Lines of data:
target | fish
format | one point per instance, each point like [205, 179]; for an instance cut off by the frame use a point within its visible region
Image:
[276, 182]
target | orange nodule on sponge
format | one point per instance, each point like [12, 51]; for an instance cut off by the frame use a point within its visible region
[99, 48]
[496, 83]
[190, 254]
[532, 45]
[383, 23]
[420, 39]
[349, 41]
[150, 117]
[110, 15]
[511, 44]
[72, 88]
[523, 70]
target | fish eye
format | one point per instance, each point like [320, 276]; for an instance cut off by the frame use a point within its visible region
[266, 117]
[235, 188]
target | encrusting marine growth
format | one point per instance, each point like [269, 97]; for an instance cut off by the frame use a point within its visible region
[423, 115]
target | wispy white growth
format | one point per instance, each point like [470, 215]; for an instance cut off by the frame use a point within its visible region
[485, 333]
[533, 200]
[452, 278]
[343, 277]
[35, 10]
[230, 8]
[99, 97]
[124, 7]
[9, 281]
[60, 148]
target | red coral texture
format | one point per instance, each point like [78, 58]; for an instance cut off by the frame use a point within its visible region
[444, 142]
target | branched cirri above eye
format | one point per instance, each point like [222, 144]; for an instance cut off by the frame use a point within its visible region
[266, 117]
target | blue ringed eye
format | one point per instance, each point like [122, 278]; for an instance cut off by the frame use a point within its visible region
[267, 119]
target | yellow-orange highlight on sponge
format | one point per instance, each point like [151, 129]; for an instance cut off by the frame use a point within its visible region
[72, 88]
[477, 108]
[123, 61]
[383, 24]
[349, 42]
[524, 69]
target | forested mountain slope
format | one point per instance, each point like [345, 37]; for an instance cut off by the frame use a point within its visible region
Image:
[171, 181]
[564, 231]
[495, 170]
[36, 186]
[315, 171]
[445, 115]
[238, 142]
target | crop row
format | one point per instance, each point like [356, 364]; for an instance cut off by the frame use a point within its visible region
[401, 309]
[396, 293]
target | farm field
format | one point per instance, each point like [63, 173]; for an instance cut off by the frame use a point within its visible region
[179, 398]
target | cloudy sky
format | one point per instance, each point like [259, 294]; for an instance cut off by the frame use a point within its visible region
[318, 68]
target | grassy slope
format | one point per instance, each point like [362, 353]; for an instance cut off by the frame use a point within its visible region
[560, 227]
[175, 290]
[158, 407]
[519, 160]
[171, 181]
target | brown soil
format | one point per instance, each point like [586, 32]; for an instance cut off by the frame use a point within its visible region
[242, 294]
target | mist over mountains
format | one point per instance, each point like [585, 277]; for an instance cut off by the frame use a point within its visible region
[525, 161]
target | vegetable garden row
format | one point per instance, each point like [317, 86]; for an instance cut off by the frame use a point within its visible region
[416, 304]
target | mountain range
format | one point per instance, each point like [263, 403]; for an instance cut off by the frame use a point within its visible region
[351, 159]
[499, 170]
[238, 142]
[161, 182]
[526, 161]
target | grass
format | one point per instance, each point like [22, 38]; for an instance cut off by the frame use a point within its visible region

* [Directions]: Update the lines above, replacing every occurrence of "instance" with "object" and leaving all else unchanged.

* [Result for this task]:
target | fish
format | one point per object, each point like [205, 179]; for an object cut off by the frame use a point within its visible region
Image:
[276, 182]
target | orange nodule on sponge
format | one point per object, each point like [12, 51]; for an object cut off by the frame use a point within its visible region
[99, 48]
[496, 83]
[190, 254]
[532, 45]
[383, 23]
[420, 39]
[349, 41]
[150, 117]
[110, 15]
[511, 44]
[72, 88]
[523, 70]
target | fish eye
format | one point per object, each point like [320, 276]; for an object cut off by the frame use a point within its visible region
[266, 117]
[235, 188]
target | encrusting marine growth
format | one point per object, each point like [269, 97]; for an object cut off by the frame use a point within its visible region
[423, 115]
target | wispy white growth
format | one point per object, each point like [470, 215]; for an object cut off by the frame use a point within its visible region
[485, 333]
[533, 200]
[452, 278]
[343, 277]
[35, 10]
[230, 8]
[99, 97]
[124, 7]
[9, 281]
[60, 148]
target | red coral texture
format | one point per object, each point like [78, 58]; for an object cut off by the frame use a point within its visible region
[444, 142]
target | branched cirri above eye
format | one point per object, each point like [222, 144]; for an object cut off by the frame use a point within its visible region
[266, 117]
target | blue ringed eye
format | one point per object, each point like [122, 278]; for an object cut off by the frame use a point within its visible region
[267, 119]
target | yellow-orange highlight on sponge
format | one point per object, each point like [151, 129]; for an object cut off by the frame use a point within its visible region
[72, 88]
[477, 108]
[123, 61]
[383, 24]
[349, 42]
[524, 69]
target | forested mountain slope
format | one point per object, each point like [345, 37]; for an object cut off by the frame use a point within its visible region
Image:
[171, 181]
[564, 231]
[495, 170]
[36, 186]
[315, 171]
[445, 115]
[238, 142]
target | crop row
format | one point per object, each point like [356, 364]; for an object cut off by the frame use a point within its visible region
[401, 309]
[396, 293]
target | farm field
format | one point per object, each point like [63, 173]; for an object cut off by the frame use a point within its visible region
[179, 398]
target | cloudy sky
format | one point per object, each point like [259, 294]; for an object cut off by the frame use a point within its visible region
[318, 68]
target | grassy slope
format | one point per object, each point like [362, 353]; for an object cut off by the frame use a point within its visible region
[560, 227]
[175, 290]
[158, 407]
[519, 160]
[171, 181]
target | brown soil
format | one point per object, each point like [586, 32]; for an object cut off by the frame use a point within its visible region
[242, 294]
target | mist over mountains
format | one point per object, each point like [585, 277]; for an object cut off by the frame use a point within its visible region
[525, 161]
target | vegetable garden row
format | one point per object, each point like [317, 86]; for an object cut off by the frame use a point within its visible region
[416, 304]
target | mountain range
format | one point per object, each point like [263, 403]; for an object cut off by the frame use a point within its visible region
[351, 159]
[499, 170]
[238, 142]
[161, 182]
[526, 161]
target | grass
format | one point per object, each point like [22, 38]; for an object cut off by the frame use a point within its visible region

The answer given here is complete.